> **EXERCISE DIRECTIONS**
Return the part of the listing below that opens with its first line and closes with the line containing "230L139 234L139 238L142", both lines included, reproduced character for character.

> **MATERIAL**
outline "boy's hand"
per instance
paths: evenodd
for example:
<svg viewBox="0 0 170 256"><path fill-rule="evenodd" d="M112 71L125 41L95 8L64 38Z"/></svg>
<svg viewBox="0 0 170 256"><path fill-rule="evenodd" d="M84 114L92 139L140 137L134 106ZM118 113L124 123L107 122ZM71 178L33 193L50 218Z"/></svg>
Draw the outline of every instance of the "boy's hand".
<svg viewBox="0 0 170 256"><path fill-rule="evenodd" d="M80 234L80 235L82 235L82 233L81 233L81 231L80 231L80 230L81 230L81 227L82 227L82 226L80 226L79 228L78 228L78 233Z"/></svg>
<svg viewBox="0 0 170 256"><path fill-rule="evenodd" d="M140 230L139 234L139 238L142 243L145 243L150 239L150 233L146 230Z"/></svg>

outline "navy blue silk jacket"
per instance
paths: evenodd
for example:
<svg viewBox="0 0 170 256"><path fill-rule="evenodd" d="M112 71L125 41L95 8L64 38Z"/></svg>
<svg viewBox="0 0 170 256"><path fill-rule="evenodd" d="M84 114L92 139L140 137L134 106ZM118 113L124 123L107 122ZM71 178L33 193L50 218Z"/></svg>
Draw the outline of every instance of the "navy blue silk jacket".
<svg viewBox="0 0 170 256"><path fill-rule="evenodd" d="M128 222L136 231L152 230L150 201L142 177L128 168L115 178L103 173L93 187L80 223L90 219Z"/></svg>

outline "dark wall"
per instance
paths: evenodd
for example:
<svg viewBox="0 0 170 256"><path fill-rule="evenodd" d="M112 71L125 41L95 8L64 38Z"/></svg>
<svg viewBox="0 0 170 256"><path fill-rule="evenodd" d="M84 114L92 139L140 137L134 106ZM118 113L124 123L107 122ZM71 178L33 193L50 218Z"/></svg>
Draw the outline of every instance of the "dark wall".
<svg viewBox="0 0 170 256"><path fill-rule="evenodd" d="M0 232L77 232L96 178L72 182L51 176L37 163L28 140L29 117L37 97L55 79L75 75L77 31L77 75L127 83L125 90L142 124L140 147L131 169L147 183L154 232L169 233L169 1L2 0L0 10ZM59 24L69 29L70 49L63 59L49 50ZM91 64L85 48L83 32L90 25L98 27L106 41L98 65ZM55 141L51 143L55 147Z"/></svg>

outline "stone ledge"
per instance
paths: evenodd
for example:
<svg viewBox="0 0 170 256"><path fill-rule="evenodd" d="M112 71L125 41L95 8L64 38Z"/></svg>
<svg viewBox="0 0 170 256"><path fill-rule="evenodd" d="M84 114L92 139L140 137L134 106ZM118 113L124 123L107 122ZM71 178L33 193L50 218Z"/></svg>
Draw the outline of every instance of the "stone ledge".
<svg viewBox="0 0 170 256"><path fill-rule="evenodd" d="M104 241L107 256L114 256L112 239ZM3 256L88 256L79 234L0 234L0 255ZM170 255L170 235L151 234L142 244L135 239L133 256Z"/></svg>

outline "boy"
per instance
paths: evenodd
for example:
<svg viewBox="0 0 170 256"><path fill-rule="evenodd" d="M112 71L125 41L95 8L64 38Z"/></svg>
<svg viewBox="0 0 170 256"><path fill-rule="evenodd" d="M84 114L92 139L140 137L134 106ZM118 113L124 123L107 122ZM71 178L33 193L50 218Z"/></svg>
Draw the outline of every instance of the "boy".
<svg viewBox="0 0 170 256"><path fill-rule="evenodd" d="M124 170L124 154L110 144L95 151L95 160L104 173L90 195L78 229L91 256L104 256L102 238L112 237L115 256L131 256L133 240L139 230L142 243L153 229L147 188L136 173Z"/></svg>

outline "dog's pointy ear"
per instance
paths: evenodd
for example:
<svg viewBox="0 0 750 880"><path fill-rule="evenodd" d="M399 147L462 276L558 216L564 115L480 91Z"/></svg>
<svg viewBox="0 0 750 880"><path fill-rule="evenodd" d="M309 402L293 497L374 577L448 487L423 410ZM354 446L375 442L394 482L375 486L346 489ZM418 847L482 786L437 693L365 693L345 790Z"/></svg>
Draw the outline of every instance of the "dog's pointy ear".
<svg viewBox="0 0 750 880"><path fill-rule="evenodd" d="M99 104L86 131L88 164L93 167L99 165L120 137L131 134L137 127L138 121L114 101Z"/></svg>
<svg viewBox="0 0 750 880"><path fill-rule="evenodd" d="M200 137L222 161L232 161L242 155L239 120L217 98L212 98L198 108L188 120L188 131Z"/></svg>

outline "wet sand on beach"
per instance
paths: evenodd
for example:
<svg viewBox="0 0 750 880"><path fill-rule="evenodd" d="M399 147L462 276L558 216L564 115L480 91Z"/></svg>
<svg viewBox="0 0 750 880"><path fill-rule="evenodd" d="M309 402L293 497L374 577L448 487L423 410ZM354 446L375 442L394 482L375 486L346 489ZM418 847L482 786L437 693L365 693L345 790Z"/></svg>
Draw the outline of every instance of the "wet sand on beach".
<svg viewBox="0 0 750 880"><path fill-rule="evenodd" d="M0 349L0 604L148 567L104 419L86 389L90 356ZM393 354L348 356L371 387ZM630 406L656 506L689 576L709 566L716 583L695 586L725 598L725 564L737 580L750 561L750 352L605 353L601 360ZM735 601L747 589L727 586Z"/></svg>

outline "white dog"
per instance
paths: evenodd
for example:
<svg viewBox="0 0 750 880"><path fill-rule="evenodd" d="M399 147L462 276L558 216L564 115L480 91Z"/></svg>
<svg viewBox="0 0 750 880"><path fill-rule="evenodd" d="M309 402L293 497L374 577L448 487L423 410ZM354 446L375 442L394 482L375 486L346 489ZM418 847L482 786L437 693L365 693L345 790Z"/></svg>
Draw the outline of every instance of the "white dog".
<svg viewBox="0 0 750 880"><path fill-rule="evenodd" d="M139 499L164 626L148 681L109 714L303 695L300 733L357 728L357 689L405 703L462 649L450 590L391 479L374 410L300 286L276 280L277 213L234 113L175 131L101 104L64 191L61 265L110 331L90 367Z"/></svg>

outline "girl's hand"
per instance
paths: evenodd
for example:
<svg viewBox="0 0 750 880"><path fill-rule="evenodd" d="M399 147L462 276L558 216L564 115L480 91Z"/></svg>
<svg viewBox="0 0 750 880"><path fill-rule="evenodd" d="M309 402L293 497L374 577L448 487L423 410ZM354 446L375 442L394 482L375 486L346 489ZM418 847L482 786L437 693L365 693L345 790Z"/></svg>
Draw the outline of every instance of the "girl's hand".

> **RESULT BELOW**
outline "boy's hand"
per instance
paths: evenodd
for example:
<svg viewBox="0 0 170 256"><path fill-rule="evenodd" d="M112 71L125 41L95 8L64 38Z"/></svg>
<svg viewBox="0 0 170 256"><path fill-rule="evenodd" d="M84 114L92 139L140 137L134 106ZM118 113L124 123L107 122ZM71 178L33 193L50 218Z"/></svg>
Draw the outline of every instance of the "boy's hand".
<svg viewBox="0 0 170 256"><path fill-rule="evenodd" d="M80 234L80 235L82 235L82 233L81 233L81 231L80 231L80 230L81 230L81 227L82 227L82 226L80 226L79 228L78 228L78 233Z"/></svg>
<svg viewBox="0 0 170 256"><path fill-rule="evenodd" d="M140 230L139 234L139 238L142 243L145 243L150 239L150 233L146 230Z"/></svg>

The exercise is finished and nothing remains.